#### The records ####

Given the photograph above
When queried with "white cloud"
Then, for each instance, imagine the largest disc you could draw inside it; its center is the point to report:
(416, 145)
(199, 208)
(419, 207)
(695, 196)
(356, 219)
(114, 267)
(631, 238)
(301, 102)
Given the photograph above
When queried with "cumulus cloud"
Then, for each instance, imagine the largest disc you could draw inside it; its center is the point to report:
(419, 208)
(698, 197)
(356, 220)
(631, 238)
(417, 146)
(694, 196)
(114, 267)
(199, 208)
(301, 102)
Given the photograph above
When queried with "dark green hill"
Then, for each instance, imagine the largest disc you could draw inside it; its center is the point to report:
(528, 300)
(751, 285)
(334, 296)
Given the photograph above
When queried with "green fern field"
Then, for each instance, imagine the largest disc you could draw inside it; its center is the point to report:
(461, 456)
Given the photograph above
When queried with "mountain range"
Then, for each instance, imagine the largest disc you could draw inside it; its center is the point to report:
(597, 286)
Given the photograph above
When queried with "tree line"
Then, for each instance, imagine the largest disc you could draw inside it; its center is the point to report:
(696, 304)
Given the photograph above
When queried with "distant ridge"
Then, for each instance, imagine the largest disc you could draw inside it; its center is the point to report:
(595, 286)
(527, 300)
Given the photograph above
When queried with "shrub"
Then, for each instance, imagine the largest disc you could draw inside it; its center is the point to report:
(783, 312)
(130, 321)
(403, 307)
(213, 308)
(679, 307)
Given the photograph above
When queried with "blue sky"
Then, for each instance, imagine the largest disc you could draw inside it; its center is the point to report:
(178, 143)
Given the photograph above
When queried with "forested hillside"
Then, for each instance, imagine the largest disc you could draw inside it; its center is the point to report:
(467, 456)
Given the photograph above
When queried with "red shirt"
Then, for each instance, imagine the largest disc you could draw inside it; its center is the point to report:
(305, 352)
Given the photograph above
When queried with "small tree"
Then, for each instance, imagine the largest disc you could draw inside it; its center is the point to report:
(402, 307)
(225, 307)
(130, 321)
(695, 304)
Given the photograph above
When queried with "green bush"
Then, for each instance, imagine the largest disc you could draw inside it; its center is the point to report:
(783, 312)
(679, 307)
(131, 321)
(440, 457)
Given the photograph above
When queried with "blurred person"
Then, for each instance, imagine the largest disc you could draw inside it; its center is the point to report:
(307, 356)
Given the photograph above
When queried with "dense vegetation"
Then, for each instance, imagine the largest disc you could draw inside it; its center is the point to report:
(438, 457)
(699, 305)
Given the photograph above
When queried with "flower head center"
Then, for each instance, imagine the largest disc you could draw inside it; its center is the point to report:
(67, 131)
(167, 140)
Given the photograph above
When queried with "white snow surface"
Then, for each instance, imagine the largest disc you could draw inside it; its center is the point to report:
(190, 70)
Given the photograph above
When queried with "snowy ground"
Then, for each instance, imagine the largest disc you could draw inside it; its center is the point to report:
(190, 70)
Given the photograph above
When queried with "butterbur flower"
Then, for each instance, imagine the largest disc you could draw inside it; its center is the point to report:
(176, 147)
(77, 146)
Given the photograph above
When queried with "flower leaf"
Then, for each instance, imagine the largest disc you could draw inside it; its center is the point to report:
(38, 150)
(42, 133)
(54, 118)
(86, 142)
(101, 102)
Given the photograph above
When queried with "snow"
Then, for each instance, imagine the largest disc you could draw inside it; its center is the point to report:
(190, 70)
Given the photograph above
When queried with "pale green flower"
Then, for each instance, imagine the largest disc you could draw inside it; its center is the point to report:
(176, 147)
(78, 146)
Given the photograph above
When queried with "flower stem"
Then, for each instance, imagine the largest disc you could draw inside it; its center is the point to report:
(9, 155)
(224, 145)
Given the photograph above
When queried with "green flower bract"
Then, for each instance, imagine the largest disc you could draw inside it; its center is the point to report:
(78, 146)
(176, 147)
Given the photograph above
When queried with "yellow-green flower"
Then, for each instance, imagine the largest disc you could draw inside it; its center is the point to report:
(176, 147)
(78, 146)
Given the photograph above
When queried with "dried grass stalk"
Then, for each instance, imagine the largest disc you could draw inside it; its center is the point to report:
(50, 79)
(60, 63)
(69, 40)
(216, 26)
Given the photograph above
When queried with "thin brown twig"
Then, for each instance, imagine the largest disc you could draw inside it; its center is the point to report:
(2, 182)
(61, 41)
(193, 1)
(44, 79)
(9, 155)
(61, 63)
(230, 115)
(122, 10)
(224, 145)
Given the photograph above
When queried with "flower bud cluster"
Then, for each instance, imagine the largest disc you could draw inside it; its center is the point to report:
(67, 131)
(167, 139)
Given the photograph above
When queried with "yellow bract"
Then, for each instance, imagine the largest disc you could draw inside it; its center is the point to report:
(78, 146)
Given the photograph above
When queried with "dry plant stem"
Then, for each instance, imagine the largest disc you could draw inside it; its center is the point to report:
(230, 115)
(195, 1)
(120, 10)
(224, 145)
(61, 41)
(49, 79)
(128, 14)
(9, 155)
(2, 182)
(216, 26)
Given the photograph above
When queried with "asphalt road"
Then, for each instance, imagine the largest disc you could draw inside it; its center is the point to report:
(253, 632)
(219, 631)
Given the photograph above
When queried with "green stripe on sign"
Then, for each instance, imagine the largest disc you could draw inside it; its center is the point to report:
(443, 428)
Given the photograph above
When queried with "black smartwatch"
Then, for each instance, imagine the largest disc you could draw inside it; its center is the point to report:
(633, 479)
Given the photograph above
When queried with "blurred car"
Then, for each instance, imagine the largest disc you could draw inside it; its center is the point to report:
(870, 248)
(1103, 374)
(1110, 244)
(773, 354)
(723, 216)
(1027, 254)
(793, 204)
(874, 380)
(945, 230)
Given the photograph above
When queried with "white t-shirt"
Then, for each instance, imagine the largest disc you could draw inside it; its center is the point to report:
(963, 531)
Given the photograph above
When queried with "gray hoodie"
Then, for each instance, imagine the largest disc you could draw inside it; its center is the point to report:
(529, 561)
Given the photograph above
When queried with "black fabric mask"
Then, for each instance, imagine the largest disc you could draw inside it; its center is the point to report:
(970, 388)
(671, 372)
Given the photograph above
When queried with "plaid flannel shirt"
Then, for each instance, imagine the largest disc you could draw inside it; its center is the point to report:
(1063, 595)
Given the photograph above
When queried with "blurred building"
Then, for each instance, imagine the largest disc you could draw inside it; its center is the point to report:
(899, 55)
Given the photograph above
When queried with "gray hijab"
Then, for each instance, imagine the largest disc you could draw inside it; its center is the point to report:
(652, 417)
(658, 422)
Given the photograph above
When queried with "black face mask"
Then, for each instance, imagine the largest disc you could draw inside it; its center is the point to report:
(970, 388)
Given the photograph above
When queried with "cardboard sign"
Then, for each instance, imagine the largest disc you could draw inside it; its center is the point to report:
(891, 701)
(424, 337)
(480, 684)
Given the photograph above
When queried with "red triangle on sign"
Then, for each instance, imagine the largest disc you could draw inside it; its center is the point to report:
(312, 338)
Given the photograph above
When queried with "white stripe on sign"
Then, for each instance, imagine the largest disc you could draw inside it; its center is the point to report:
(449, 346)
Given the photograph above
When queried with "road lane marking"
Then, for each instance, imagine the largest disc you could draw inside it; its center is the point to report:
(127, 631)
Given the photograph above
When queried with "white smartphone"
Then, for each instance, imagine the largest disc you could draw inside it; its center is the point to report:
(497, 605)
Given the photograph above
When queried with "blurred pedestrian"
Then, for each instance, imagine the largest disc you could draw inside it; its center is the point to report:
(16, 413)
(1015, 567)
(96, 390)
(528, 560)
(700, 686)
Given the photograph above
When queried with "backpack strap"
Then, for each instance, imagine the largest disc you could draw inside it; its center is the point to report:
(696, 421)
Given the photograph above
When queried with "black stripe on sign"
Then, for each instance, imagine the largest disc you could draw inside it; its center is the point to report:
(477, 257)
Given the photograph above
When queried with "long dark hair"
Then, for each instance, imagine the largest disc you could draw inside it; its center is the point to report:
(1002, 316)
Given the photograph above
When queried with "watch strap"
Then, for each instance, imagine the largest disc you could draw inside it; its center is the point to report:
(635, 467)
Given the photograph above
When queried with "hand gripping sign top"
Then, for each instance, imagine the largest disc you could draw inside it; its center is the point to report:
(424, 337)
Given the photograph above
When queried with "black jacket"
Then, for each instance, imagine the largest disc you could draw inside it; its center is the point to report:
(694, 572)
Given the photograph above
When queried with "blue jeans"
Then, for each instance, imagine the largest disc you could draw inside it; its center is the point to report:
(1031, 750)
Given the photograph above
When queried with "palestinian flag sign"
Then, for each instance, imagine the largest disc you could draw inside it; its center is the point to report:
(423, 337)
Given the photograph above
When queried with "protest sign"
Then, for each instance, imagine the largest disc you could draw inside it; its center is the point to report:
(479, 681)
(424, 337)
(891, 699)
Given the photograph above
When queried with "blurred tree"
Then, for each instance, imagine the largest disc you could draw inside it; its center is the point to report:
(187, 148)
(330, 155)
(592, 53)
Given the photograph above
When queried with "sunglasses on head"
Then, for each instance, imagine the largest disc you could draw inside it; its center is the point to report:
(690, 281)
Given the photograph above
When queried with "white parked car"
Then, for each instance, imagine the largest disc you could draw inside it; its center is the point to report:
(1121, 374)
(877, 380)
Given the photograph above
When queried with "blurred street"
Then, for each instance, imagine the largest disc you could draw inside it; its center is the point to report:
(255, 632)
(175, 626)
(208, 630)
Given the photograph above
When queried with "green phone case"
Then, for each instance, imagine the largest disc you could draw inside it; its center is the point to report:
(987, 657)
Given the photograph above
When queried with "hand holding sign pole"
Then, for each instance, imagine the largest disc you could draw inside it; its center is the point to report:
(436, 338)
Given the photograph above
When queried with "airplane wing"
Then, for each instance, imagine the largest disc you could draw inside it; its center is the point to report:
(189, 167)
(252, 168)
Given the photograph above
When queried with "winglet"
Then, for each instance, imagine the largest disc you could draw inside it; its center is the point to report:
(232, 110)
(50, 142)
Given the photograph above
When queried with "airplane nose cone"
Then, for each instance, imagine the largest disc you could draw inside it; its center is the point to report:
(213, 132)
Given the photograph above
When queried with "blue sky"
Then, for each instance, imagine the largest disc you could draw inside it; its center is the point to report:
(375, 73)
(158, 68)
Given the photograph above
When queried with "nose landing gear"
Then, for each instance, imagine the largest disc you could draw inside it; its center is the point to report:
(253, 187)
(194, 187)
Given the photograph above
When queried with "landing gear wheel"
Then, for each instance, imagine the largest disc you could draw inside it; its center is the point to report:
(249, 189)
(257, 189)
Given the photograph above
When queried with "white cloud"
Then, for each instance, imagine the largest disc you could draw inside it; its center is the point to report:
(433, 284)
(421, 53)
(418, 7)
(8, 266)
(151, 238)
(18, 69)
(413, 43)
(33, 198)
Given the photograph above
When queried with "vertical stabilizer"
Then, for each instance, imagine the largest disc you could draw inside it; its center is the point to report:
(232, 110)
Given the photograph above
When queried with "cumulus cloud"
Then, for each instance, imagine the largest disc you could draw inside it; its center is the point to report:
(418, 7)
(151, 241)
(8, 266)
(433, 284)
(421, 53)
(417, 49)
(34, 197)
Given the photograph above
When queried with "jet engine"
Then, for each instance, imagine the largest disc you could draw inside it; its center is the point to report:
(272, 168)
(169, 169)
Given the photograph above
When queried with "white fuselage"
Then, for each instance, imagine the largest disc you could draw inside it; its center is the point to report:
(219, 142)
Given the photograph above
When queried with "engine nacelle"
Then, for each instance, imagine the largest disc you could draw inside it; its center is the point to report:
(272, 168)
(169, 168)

####

**What this task involves**
Return every line of the records that contains the string "white", with case counting.

**Answer to this task**
When queried with "white cloud"
When queried with "white snow surface"
When queried with "white t-shirt"
When queried with "white stripe on sign"
When queried with "white smartphone"
When queried with "white parked car"
When queried with "white cloud"
When queried with "white fuselage"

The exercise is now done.